START Supplied material

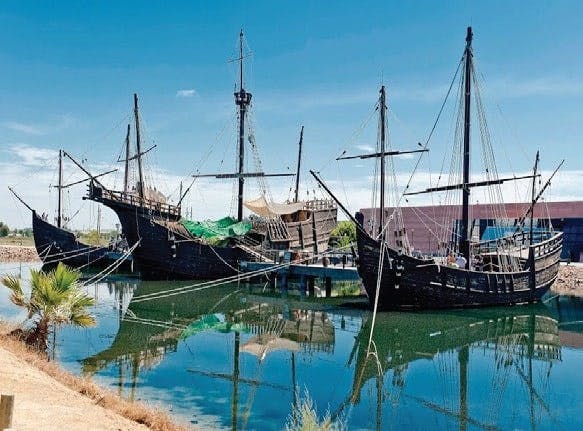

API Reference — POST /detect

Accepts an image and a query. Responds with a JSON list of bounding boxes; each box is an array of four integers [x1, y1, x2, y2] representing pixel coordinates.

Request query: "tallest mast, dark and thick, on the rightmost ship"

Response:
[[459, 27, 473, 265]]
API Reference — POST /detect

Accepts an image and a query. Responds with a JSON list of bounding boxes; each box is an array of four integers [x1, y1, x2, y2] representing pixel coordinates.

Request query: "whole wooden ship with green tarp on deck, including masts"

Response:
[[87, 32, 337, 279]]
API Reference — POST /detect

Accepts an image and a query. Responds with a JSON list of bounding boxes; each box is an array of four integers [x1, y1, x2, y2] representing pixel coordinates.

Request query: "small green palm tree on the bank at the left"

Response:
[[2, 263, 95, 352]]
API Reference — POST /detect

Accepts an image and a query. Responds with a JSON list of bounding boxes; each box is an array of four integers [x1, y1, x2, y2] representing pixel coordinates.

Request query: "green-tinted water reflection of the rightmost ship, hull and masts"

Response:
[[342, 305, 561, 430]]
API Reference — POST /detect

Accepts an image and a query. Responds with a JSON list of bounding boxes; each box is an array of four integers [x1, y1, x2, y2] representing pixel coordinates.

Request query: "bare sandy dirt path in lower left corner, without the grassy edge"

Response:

END Supplied material
START Supplied material

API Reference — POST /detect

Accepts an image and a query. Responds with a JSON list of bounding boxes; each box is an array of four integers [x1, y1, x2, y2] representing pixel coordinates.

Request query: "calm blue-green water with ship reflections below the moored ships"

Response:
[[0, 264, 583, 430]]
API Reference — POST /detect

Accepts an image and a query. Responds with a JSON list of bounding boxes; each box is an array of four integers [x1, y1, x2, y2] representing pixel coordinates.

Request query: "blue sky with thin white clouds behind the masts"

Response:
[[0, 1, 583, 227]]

END Supplied material

» **Exercise**: Above are some records. Copy each of their lines that holds the string "Request".

» **Output for this task**:
Request query: "tallest mast, dark and thick, on the rightmost ship"
Request query: "whole wooden ship with green tarp on deck, including masts"
Request query: "small green palm tree on the bank at the left"
Request query: "green-tinted water reflection of the rightmost ship, hull and masts"
Request query: "bare sandy dirt path in lower left corner, without the grassy edge"
Request query: "calm blue-green water with ship reflections below the moored ships"
Request query: "blue sky with thin white clouds behind the masts"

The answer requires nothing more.